### Data extracted from a collection

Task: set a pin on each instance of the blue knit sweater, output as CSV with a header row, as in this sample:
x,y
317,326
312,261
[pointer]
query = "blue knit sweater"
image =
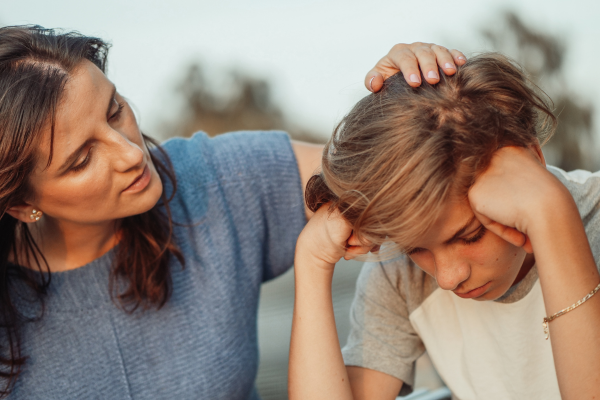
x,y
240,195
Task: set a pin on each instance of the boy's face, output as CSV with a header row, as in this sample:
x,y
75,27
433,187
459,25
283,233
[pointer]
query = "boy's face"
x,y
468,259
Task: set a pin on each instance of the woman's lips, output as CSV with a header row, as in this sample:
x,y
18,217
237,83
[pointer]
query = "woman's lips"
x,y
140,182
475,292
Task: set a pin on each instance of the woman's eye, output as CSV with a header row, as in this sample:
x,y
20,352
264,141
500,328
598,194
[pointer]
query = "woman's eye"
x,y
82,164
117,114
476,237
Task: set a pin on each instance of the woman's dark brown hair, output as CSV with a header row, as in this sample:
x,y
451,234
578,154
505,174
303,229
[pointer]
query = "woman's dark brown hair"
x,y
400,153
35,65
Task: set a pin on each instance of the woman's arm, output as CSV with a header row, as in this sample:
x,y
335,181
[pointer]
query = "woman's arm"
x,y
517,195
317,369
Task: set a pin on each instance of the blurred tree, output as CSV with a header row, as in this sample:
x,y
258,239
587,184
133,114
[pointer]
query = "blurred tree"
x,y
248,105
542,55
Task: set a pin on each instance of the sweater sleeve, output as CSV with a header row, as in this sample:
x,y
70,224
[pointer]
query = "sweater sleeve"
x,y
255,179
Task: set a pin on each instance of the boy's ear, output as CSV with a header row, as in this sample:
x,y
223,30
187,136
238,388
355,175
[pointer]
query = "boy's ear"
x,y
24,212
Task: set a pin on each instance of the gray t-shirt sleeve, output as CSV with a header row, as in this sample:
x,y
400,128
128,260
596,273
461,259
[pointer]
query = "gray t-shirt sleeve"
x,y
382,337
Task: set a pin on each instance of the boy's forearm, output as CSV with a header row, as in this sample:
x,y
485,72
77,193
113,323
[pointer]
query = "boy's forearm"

...

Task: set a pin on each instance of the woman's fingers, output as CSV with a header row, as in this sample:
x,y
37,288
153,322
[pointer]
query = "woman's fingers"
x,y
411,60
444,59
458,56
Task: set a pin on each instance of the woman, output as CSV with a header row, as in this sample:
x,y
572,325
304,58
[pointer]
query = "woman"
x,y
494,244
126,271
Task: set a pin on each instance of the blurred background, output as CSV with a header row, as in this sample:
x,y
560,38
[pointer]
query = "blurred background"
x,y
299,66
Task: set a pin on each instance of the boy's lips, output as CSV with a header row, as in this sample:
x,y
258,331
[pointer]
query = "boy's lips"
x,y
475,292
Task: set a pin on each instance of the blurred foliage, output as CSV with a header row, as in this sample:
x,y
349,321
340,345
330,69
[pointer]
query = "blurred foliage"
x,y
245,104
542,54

### Your task
Each line that contains the string "forearm" counts once; report how many such lines the entries have, giving only the number.

### Answer space
2